GOAL OF THE EXERCISE
Reproduce every line of the records below, requests included, scaling each coordinate in the answers by a factor of 2. Round the results to whole numbers, with halves rounded up.

::: DATA SECTION :::

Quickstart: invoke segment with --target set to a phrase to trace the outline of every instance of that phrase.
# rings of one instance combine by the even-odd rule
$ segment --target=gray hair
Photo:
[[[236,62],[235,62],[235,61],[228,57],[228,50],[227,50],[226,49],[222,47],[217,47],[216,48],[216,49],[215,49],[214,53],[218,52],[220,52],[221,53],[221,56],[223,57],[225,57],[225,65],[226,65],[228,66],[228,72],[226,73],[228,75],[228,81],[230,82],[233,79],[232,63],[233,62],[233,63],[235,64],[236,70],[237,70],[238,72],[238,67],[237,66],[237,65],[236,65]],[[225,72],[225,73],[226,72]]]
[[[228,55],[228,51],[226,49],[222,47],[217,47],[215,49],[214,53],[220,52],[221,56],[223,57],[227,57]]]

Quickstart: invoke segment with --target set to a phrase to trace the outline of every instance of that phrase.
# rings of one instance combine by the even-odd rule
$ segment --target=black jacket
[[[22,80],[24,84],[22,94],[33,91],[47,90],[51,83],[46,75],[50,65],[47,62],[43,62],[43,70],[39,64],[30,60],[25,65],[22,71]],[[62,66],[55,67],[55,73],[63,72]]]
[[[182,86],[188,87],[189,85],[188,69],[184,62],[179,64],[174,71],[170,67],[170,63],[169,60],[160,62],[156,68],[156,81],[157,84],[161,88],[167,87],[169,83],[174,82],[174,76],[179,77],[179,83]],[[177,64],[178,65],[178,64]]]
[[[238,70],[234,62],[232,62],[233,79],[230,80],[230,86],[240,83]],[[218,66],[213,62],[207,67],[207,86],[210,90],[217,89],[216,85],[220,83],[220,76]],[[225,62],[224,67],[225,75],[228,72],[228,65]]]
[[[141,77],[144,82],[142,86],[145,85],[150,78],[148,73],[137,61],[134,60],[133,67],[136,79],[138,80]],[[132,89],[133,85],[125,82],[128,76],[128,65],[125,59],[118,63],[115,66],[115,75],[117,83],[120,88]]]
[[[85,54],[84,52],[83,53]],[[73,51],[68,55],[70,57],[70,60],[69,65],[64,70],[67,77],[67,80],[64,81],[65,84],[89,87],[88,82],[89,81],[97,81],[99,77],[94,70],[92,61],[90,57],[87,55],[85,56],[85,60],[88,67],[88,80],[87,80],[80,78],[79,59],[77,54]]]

:::

FULL SOLUTION
Quickstart: invoke segment with --target set to a phrase to trace the outline of every instance of that phrase.
# rings of one instance combine by the even-odd rule
$ segment --target=gray hair
Photo:
[[[472,124],[470,124],[470,122],[456,114],[456,100],[454,100],[452,98],[444,94],[434,94],[432,96],[432,98],[430,98],[428,106],[436,104],[440,104],[442,106],[442,112],[446,114],[450,114],[450,130],[452,130],[456,132],[456,144],[452,146],[456,150],[456,162],[460,164],[466,158],[464,126],[466,124],[466,126],[470,128],[472,140],[474,140],[476,144],[476,134],[474,132],[474,130],[472,130]],[[450,144],[450,146],[452,144]]]
[[[456,110],[456,102],[452,98],[444,94],[434,94],[430,98],[428,106],[440,104],[442,112],[446,114],[454,114]]]

Quickstart: invoke segment with --target set to a phrase to trace the outline of every instance of that phrase.
# rings of one instance combine by the even-odd rule
$ segment --target=black jacket
[[[44,160],[48,168],[44,188],[66,182],[94,180],[102,166],[92,150],[100,130],[94,124],[86,124],[86,140],[78,128],[60,120],[50,130],[44,142]],[[124,132],[110,134],[110,146],[126,144]]]
[[[364,172],[376,174],[378,170],[376,138],[368,124],[358,128],[348,142],[340,134],[340,126],[338,120],[320,124],[312,136],[312,162],[314,168],[322,176],[334,174],[338,166],[348,164],[348,152],[358,154],[358,166]],[[354,128],[356,130],[356,128]]]
[[[476,140],[468,124],[464,124],[466,158],[460,160],[460,172],[480,166]],[[436,132],[426,124],[414,134],[414,172],[420,180],[434,178],[432,170],[440,166],[440,152]],[[450,124],[448,134],[450,150],[456,144],[456,130]]]
[[[282,154],[288,164],[284,172],[290,170],[300,156],[296,146],[274,122],[268,120],[266,134],[272,158],[276,160]],[[264,178],[266,170],[250,164],[256,152],[256,130],[250,118],[236,126],[230,132],[230,150],[234,166],[240,176]]]
[[[170,108],[168,104],[166,106]],[[146,102],[136,110],[140,114],[140,120],[138,130],[128,140],[134,154],[134,160],[128,162],[130,168],[178,174],[176,164],[178,162],[194,162],[198,154],[188,140],[184,122],[180,114],[174,110],[170,112],[170,120],[176,134],[176,160],[174,160],[160,156],[158,118],[154,108]]]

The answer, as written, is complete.